Given records.

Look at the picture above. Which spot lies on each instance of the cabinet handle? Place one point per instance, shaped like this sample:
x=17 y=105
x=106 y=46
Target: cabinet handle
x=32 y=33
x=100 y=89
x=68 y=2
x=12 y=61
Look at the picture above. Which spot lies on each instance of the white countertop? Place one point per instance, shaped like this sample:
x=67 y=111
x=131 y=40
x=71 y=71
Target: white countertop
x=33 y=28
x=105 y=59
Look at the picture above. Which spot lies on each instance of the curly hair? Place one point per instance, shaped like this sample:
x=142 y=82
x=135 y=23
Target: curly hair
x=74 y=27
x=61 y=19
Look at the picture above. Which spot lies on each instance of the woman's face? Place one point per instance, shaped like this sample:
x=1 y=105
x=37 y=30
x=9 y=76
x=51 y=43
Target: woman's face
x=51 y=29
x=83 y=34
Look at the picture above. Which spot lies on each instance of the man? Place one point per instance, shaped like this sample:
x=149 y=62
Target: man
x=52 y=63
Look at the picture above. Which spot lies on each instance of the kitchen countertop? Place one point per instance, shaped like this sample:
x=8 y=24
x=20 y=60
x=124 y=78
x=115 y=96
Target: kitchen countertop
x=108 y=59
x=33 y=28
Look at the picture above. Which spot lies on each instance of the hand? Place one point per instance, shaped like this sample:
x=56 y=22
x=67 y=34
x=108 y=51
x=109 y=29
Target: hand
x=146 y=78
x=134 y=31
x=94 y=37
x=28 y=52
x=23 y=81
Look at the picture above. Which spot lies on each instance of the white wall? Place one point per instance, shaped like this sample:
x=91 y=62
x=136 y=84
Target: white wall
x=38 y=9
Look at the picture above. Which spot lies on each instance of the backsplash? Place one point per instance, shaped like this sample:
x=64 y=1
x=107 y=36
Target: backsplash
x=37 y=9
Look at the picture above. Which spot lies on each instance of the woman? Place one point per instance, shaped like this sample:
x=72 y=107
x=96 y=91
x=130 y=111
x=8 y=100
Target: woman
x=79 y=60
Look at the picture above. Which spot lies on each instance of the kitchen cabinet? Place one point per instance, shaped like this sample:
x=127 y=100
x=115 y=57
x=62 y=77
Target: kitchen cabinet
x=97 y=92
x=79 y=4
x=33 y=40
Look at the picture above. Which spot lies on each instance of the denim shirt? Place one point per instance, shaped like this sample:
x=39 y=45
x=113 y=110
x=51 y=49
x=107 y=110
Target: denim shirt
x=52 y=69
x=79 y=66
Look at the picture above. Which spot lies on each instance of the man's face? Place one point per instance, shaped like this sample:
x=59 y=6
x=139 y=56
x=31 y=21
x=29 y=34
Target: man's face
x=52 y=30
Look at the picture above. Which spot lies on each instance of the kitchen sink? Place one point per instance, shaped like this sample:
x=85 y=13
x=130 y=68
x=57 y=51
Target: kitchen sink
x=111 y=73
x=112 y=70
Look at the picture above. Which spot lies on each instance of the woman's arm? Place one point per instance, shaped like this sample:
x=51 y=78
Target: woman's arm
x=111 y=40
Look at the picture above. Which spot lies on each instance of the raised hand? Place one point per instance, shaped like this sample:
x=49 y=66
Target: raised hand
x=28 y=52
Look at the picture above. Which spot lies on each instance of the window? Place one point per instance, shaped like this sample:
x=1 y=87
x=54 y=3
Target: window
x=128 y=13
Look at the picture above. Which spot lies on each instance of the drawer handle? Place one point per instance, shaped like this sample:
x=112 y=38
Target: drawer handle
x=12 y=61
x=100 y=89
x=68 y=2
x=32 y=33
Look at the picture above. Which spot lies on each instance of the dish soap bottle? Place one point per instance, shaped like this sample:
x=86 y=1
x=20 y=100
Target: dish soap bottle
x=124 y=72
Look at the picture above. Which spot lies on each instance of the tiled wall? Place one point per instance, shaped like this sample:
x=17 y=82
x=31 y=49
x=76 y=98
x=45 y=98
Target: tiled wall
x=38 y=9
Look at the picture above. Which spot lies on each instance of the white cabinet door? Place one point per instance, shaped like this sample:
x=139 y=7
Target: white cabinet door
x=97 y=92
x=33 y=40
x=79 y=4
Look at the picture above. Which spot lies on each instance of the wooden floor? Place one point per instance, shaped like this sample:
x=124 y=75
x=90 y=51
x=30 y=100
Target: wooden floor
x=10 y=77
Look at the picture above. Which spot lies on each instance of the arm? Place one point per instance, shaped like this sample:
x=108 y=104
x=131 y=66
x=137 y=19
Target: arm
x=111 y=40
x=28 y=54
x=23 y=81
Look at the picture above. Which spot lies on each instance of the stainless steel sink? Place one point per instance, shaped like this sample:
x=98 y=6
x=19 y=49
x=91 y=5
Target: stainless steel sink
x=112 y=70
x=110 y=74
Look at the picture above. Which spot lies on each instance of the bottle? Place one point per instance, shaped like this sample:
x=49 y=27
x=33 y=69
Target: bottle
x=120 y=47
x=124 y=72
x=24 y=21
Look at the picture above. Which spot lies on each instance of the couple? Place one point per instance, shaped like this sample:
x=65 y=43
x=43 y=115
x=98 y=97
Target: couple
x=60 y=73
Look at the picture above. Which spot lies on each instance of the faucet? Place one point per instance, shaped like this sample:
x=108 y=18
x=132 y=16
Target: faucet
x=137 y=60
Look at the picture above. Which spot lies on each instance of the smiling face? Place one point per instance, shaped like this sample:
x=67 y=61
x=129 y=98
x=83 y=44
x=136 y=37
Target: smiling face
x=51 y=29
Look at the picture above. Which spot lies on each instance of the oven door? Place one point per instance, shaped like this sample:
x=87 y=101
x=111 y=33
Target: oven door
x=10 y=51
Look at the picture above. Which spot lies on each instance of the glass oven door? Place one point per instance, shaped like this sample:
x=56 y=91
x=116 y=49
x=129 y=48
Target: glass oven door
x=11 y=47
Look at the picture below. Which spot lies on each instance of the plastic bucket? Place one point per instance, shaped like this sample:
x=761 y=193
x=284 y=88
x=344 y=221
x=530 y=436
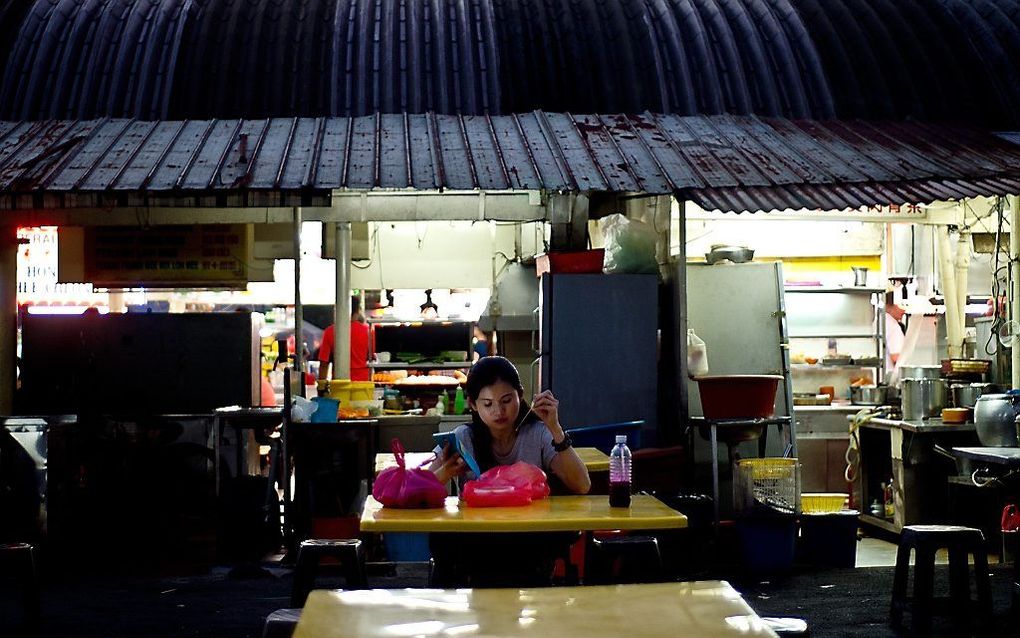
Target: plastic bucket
x=407 y=546
x=737 y=396
x=829 y=539
x=347 y=391
x=767 y=543
x=325 y=410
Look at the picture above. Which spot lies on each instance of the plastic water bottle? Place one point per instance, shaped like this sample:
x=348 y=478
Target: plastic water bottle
x=619 y=474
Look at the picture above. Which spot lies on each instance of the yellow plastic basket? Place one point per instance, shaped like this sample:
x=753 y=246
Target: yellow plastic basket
x=767 y=486
x=768 y=468
x=822 y=502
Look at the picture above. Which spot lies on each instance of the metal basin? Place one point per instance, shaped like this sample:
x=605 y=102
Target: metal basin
x=995 y=416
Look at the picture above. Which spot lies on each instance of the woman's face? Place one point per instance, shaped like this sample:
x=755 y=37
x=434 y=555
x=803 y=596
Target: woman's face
x=498 y=405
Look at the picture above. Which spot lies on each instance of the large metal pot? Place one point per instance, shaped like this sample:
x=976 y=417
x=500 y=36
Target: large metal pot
x=995 y=415
x=922 y=398
x=867 y=395
x=920 y=372
x=966 y=394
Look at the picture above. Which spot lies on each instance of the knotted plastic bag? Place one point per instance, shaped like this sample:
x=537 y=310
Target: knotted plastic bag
x=409 y=489
x=503 y=486
x=1011 y=519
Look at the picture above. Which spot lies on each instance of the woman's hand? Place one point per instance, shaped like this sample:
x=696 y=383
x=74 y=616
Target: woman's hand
x=547 y=407
x=451 y=464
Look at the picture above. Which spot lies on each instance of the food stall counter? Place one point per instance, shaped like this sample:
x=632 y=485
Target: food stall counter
x=701 y=608
x=555 y=513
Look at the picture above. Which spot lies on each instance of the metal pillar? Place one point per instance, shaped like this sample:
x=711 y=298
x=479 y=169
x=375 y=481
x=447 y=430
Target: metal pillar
x=342 y=309
x=8 y=317
x=299 y=311
x=1015 y=286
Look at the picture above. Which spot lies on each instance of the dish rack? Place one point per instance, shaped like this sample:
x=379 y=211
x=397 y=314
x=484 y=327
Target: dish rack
x=767 y=487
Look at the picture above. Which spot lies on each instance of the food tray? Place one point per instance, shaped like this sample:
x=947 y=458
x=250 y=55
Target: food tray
x=812 y=399
x=867 y=360
x=965 y=367
x=836 y=360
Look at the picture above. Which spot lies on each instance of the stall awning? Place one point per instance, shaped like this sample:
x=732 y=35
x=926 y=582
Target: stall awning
x=733 y=163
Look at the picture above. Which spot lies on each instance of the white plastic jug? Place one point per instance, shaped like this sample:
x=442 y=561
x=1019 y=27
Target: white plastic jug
x=697 y=355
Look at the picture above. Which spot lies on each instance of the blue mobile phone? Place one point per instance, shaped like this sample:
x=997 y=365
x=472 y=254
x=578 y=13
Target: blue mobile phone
x=442 y=438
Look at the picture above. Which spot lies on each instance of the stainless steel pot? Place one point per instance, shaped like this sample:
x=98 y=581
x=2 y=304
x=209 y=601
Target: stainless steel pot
x=922 y=398
x=868 y=395
x=920 y=372
x=995 y=416
x=966 y=394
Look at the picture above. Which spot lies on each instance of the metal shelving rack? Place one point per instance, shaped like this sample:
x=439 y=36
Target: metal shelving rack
x=877 y=332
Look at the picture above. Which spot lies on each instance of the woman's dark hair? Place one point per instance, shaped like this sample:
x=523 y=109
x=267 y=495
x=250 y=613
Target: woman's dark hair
x=486 y=372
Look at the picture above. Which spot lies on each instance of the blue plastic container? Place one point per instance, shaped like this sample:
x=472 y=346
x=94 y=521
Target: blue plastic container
x=325 y=410
x=829 y=539
x=407 y=546
x=767 y=543
x=604 y=437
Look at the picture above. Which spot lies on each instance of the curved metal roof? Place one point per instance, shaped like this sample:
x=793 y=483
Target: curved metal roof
x=158 y=59
x=722 y=162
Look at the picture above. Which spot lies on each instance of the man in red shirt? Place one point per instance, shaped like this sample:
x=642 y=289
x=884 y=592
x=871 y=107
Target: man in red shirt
x=361 y=346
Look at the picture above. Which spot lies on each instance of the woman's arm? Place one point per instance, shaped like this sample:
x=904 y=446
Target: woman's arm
x=448 y=465
x=566 y=464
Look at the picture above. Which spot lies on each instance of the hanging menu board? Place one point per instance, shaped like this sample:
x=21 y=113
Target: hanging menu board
x=167 y=255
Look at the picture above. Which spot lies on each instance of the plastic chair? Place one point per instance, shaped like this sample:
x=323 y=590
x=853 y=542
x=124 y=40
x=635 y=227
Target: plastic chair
x=638 y=558
x=19 y=559
x=281 y=624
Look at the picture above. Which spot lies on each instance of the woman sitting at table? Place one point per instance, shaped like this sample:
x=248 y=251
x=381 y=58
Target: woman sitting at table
x=504 y=430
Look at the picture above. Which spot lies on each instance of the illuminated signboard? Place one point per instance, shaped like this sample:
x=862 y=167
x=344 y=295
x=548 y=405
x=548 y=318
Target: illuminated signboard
x=167 y=255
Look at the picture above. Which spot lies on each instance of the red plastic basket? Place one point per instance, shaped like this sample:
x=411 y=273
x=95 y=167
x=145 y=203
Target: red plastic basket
x=576 y=261
x=738 y=396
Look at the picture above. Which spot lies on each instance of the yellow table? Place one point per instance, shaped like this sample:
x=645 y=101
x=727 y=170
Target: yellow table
x=411 y=459
x=556 y=513
x=594 y=458
x=666 y=609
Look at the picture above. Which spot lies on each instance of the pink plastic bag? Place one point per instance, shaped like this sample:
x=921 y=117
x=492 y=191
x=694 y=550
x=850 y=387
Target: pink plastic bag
x=409 y=489
x=503 y=486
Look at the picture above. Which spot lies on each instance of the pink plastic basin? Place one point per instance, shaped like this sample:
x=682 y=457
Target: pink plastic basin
x=738 y=396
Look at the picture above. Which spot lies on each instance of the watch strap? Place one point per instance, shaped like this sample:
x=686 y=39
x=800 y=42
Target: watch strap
x=564 y=444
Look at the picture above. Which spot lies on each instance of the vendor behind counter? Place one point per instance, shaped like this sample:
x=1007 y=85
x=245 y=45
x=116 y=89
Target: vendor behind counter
x=362 y=346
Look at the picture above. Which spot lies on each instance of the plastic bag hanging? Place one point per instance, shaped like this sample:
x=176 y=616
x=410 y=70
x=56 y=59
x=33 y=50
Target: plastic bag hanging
x=697 y=355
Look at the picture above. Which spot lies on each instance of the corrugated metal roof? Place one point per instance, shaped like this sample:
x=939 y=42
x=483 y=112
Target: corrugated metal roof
x=722 y=162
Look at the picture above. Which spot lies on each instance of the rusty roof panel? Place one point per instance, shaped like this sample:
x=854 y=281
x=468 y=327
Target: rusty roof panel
x=486 y=154
x=454 y=150
x=521 y=169
x=393 y=152
x=726 y=162
x=116 y=158
x=89 y=155
x=330 y=163
x=549 y=162
x=562 y=134
x=422 y=165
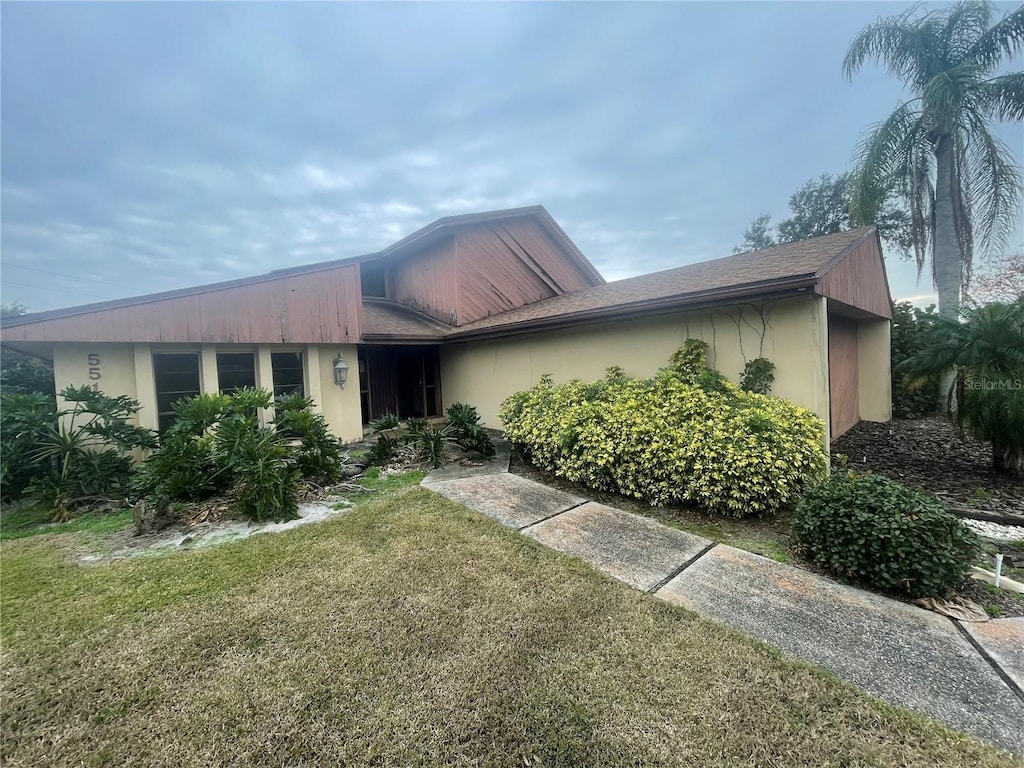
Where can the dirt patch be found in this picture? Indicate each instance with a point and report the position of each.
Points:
(931, 455)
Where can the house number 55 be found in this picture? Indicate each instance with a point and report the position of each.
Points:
(94, 373)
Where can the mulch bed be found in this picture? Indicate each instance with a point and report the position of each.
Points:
(933, 456)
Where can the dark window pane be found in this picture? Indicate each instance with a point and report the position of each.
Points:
(288, 376)
(176, 376)
(236, 370)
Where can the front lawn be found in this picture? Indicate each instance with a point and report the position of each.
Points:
(407, 632)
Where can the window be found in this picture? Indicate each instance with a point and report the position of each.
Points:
(288, 377)
(176, 377)
(236, 370)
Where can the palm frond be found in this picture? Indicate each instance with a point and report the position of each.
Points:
(1004, 96)
(904, 43)
(1004, 39)
(966, 23)
(995, 181)
(944, 94)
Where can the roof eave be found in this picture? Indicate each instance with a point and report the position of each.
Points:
(802, 285)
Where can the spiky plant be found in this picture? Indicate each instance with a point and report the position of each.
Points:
(937, 148)
(986, 352)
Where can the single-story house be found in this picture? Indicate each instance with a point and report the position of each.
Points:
(472, 308)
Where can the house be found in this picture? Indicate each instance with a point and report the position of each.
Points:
(472, 308)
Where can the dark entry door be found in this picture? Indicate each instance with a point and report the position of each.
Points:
(399, 380)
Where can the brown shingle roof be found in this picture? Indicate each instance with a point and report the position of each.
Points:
(383, 320)
(778, 267)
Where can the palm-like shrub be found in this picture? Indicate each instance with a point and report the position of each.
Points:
(986, 351)
(78, 453)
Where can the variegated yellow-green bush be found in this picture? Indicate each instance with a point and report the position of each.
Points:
(680, 437)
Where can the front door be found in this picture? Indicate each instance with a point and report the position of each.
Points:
(399, 380)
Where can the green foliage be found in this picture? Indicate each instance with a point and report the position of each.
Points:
(689, 360)
(960, 182)
(24, 419)
(465, 426)
(388, 421)
(872, 531)
(910, 329)
(758, 376)
(216, 443)
(431, 442)
(383, 451)
(75, 454)
(669, 440)
(318, 455)
(265, 473)
(986, 350)
(820, 207)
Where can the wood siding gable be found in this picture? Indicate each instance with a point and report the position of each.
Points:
(858, 280)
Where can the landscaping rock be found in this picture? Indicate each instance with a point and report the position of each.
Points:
(151, 518)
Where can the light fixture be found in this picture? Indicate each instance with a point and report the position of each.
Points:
(340, 371)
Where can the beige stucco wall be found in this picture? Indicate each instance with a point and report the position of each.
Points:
(791, 332)
(127, 369)
(875, 385)
(110, 368)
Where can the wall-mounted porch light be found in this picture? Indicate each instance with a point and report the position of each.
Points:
(340, 371)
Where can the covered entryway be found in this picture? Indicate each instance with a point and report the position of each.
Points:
(399, 380)
(844, 374)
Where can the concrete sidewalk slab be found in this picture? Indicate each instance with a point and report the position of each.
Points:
(1003, 639)
(896, 651)
(509, 499)
(633, 549)
(499, 464)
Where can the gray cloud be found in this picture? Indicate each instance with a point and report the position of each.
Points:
(151, 146)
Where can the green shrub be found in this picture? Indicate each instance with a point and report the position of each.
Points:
(265, 473)
(76, 455)
(910, 331)
(318, 455)
(758, 376)
(24, 418)
(669, 439)
(467, 430)
(383, 451)
(872, 531)
(216, 443)
(388, 421)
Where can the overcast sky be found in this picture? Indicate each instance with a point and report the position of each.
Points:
(153, 146)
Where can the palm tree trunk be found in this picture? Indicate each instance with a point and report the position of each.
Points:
(946, 259)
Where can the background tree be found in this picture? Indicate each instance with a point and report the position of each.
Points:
(821, 206)
(937, 150)
(1001, 280)
(20, 373)
(985, 351)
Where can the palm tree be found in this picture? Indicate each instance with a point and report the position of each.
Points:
(985, 350)
(937, 150)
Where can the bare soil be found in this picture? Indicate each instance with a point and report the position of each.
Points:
(932, 455)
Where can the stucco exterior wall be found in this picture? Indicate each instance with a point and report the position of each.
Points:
(109, 368)
(791, 332)
(127, 369)
(876, 361)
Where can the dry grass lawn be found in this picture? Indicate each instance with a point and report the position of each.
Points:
(409, 632)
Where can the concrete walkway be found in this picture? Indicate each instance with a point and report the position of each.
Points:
(969, 676)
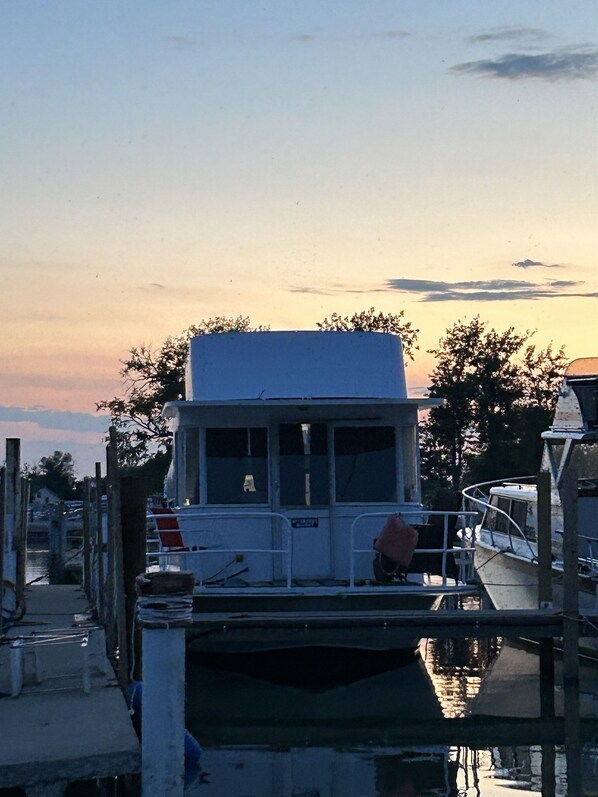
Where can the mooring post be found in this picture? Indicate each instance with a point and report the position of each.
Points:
(87, 546)
(2, 544)
(164, 611)
(569, 501)
(116, 587)
(22, 549)
(57, 545)
(133, 526)
(545, 592)
(100, 542)
(12, 516)
(544, 542)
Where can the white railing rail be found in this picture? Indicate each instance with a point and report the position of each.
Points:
(417, 516)
(286, 552)
(484, 501)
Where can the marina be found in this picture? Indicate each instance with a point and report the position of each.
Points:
(300, 643)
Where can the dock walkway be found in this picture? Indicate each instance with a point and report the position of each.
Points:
(63, 726)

What you need to do. Reproduce verbatim the stretch of the listing above from the line containing "Where can the dock" through the end of the listing, both ends included.

Complete response.
Where can the dock walkway be found in this picture? Indicate each instance with a point and report the position of each.
Points:
(63, 726)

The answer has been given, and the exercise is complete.